WHAT IS BEING ASKED.
Gather every line below that contains the word "Target" and copy each one in full, treating uppercase and lowercase as different.

RECORD EXCERPTS.
+++++
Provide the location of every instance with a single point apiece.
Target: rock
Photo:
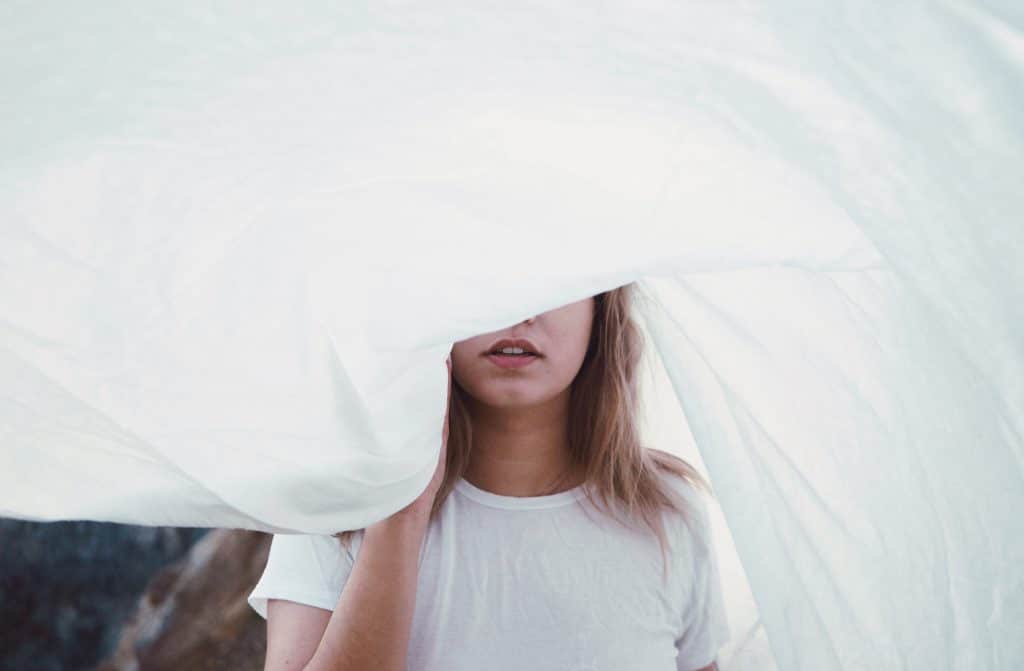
+++++
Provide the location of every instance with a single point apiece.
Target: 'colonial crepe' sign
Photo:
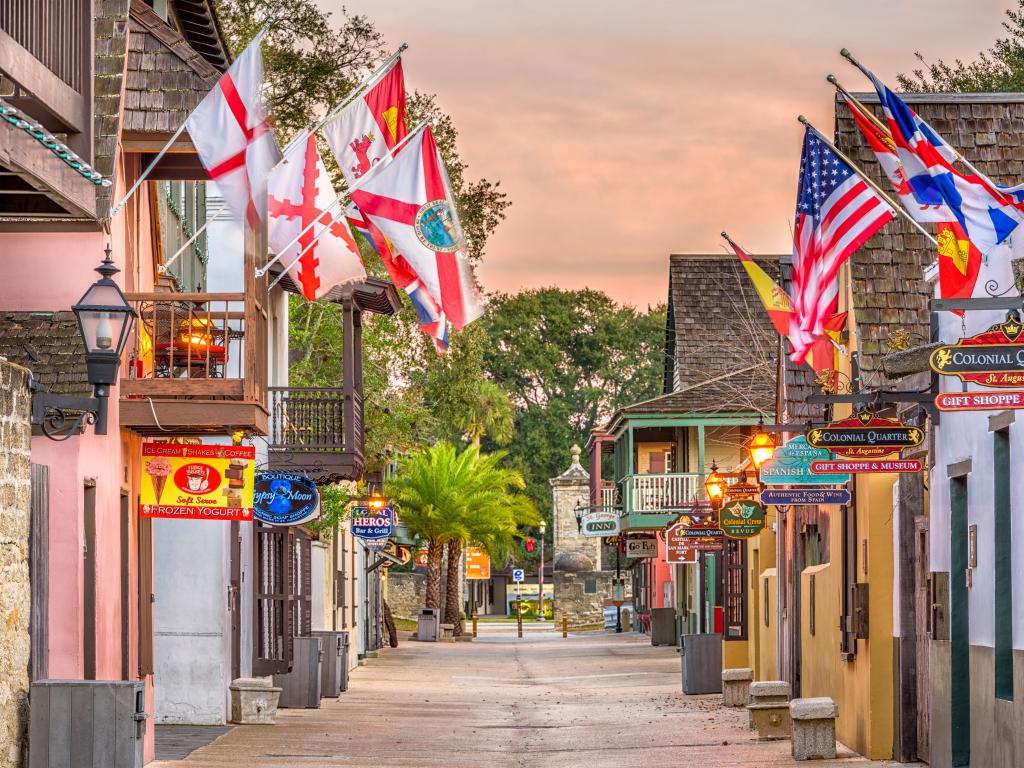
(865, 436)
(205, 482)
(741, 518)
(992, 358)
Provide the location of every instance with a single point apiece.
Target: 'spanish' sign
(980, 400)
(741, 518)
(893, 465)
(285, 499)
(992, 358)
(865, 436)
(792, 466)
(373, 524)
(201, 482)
+++++
ANSWER BELOW.
Target: rock
Target: 'colonial crepe' sign
Target: 'spanish' sign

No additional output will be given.